• _WORK TO DO_:
Identify each line of the items below that contains the string "water" and copy it out.

• _ROWS_:
%%

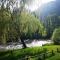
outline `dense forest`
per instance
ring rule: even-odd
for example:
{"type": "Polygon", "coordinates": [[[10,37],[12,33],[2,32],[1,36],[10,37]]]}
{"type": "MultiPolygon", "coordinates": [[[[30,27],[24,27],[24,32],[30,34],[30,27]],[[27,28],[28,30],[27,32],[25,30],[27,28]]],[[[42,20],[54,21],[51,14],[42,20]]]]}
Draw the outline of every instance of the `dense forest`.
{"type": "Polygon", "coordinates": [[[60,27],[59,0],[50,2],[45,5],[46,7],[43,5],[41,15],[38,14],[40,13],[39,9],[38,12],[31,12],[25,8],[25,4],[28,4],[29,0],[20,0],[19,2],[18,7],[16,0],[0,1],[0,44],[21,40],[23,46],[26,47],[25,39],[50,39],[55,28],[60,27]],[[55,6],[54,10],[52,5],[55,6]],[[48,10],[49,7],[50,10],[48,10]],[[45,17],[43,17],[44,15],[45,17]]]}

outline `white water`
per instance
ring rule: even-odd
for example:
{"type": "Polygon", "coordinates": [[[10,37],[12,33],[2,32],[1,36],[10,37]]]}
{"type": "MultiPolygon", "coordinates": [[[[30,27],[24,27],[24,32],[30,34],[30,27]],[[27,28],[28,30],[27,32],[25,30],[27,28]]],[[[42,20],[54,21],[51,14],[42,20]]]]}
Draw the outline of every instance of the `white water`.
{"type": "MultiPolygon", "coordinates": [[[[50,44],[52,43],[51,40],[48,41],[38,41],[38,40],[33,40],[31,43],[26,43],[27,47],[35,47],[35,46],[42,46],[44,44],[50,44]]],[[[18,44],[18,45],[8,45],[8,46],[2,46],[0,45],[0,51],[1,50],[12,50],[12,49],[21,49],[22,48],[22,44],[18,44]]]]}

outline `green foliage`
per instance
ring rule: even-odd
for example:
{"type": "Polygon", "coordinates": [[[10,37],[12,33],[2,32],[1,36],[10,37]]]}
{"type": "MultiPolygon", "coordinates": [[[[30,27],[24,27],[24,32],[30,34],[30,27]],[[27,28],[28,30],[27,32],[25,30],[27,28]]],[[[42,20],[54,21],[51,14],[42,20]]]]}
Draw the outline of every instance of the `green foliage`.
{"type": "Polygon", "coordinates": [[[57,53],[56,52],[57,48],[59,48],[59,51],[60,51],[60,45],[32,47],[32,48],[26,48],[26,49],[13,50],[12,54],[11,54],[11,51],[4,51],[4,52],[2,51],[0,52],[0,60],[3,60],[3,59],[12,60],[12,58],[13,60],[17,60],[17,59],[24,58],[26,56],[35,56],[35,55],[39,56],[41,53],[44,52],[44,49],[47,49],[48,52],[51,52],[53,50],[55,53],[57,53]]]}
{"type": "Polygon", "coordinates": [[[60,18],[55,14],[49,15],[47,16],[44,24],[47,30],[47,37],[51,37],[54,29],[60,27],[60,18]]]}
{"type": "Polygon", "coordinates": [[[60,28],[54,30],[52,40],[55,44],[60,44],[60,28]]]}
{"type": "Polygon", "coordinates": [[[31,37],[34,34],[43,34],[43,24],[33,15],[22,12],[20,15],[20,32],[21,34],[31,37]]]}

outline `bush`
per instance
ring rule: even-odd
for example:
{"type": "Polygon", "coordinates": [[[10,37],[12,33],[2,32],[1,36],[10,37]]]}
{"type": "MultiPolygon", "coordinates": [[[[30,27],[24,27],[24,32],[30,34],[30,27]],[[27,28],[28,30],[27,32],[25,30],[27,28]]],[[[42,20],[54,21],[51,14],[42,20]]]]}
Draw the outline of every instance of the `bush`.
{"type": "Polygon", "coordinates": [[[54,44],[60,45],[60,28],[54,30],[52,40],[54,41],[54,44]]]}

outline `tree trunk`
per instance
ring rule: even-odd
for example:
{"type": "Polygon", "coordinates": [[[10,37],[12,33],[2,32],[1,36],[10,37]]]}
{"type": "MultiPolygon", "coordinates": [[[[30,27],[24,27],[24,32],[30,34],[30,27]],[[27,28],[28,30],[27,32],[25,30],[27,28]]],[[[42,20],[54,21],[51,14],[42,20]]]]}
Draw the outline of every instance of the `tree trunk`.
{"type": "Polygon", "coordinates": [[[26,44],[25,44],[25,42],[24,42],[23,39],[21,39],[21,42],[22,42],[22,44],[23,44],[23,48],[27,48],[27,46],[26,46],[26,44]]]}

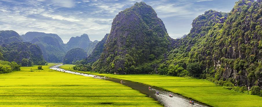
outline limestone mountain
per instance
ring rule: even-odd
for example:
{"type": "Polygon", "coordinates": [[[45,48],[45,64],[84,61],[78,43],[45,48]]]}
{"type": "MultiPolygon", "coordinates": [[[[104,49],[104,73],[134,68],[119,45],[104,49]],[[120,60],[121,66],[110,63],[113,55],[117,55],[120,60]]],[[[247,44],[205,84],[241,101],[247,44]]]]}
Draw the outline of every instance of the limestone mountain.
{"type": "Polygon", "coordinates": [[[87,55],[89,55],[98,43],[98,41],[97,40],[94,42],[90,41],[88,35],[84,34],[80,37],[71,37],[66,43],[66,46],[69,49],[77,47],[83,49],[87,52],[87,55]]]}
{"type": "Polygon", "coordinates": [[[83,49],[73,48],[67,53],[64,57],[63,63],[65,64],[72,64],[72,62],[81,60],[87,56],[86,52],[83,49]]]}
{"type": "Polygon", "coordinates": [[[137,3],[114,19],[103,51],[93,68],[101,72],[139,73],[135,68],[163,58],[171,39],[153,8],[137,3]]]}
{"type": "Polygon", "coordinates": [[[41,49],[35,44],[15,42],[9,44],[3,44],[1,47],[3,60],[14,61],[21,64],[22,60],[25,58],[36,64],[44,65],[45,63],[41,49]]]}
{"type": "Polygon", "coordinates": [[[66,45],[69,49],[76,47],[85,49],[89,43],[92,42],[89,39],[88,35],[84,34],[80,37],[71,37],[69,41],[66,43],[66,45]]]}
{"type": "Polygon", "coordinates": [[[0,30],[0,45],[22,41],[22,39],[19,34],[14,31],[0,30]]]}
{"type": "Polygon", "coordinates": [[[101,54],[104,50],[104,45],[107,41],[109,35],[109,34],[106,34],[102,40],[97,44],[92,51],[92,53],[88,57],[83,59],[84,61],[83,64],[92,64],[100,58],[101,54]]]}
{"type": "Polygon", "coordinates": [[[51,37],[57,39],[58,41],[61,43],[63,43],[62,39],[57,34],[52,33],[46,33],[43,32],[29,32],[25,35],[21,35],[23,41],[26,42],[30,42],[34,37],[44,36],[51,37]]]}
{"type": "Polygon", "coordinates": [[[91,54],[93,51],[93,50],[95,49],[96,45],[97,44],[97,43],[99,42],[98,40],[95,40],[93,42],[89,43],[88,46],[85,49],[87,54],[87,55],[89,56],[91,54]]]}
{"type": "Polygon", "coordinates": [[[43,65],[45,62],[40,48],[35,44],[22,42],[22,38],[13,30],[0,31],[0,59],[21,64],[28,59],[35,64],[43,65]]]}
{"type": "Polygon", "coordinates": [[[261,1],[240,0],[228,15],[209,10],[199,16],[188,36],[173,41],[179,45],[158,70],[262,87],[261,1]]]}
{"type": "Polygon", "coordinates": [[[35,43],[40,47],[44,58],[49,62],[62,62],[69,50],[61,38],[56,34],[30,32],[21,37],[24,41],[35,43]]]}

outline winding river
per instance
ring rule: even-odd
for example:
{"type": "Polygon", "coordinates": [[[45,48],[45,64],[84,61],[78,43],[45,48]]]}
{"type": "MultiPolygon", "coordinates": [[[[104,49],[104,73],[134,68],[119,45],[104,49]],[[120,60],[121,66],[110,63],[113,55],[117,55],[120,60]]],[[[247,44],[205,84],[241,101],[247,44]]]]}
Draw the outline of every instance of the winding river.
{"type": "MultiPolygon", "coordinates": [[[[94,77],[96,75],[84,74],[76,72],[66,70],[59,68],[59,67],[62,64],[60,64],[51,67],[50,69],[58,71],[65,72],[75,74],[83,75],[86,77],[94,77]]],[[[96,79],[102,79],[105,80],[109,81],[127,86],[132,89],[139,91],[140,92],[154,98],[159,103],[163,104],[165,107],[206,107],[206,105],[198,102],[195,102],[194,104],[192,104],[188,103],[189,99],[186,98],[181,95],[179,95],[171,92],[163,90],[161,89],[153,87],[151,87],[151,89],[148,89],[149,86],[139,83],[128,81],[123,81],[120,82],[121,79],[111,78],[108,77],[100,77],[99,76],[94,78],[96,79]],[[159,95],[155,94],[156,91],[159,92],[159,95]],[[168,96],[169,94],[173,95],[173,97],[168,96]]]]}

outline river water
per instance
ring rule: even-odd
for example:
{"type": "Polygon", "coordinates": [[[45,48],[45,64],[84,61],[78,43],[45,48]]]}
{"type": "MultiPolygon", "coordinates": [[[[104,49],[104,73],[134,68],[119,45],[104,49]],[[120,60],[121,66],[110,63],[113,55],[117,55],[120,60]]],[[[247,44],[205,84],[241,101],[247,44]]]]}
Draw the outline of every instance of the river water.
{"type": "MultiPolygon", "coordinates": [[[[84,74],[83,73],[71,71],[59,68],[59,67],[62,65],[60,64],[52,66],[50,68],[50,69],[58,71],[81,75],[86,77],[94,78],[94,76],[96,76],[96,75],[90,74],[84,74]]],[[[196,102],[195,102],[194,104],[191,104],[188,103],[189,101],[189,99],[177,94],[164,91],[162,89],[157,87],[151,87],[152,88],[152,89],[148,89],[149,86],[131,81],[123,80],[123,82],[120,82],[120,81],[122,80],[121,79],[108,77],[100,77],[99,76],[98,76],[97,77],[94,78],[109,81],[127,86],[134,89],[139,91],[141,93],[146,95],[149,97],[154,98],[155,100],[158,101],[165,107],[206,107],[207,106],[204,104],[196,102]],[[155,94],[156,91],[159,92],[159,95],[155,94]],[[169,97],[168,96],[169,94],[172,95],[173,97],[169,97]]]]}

%%
%%

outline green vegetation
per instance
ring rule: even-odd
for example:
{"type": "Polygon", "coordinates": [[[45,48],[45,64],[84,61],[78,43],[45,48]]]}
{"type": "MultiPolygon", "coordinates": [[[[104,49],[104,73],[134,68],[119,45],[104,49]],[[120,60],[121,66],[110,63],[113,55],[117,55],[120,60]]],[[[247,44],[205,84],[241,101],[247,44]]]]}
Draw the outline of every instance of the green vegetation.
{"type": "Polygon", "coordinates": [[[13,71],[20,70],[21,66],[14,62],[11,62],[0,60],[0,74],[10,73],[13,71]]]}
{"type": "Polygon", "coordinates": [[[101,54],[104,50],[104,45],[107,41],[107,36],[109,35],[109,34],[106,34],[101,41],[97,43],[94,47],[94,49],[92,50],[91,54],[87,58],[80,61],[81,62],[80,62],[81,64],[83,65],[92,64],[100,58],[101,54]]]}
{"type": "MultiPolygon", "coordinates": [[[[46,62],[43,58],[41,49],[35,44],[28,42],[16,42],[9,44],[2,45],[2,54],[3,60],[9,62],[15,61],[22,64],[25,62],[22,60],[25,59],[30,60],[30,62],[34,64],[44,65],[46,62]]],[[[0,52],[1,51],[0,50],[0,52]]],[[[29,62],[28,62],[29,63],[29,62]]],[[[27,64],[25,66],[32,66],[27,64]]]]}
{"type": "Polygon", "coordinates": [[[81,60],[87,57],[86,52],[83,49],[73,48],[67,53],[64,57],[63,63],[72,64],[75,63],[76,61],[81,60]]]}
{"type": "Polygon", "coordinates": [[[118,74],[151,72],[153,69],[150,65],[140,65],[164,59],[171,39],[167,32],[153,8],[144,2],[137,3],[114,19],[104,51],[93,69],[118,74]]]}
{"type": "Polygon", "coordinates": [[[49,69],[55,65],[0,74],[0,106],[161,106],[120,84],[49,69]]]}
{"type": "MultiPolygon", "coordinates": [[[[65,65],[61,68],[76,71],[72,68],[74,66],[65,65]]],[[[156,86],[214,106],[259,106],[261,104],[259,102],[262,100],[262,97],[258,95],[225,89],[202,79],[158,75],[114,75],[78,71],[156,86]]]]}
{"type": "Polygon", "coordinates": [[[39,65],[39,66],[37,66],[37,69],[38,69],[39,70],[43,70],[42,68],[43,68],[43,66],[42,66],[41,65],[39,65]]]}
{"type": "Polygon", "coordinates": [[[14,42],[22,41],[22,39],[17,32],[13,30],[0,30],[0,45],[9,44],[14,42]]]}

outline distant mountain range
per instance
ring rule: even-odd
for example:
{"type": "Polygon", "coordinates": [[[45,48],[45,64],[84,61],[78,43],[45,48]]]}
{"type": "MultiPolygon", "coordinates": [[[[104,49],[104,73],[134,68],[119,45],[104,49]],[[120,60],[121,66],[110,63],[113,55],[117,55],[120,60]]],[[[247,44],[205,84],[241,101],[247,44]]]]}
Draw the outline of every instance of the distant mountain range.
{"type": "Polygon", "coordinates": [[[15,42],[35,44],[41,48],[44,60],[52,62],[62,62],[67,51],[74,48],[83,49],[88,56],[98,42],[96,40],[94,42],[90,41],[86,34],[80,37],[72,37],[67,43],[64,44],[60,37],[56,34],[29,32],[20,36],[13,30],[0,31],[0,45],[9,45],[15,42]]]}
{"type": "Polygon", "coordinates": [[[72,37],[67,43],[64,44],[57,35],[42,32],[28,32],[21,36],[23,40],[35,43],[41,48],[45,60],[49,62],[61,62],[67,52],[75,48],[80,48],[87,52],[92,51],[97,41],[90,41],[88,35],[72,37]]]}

%%

• _TASK RESULT_:
outline `white water`
Draw the outline of every instance of the `white water`.
outline river water
Draw the outline of every instance of the river water.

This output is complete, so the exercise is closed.